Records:
-=-=-=-=-
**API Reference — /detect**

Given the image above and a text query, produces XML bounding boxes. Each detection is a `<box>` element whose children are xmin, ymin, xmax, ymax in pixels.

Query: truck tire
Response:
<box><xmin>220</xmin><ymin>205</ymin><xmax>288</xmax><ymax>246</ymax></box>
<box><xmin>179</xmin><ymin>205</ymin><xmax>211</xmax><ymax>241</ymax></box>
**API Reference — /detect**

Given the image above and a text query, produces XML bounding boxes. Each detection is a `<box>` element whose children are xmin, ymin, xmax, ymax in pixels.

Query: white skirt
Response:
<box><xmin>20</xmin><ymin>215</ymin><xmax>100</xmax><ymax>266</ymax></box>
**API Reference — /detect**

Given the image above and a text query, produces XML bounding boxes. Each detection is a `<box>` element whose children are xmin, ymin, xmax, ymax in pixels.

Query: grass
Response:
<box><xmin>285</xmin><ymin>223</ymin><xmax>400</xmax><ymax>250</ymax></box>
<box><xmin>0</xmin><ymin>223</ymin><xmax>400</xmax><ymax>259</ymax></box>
-=-=-=-=-
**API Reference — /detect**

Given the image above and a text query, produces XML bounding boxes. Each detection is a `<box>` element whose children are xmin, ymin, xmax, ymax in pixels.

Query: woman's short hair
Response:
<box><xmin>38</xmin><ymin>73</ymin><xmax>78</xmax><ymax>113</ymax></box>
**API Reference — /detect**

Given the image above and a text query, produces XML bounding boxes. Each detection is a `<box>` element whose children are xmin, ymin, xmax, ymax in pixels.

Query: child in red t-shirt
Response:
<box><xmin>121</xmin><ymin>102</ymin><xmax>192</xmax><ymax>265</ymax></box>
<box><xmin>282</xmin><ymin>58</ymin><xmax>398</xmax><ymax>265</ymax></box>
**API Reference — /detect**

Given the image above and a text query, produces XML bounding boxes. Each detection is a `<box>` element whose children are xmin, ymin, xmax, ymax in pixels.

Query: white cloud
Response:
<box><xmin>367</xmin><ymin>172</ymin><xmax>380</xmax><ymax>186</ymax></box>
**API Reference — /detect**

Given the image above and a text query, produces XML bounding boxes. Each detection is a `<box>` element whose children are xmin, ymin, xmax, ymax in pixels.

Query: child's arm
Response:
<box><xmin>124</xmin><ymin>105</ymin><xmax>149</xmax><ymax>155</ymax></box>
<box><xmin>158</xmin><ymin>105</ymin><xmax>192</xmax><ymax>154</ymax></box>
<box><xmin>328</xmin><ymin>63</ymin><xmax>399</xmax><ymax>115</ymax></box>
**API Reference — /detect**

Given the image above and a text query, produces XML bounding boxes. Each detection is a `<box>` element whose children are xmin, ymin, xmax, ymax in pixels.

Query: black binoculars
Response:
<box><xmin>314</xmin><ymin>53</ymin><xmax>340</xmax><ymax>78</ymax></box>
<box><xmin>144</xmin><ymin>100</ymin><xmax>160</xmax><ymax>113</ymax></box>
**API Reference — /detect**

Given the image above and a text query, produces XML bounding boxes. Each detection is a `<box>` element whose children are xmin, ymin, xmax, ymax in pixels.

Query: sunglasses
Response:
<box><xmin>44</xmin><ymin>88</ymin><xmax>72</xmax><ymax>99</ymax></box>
-=-=-=-=-
Goal: Show every line of the material that contains the word "white".

Problem solution:
Query: white skirt
Query: white cloud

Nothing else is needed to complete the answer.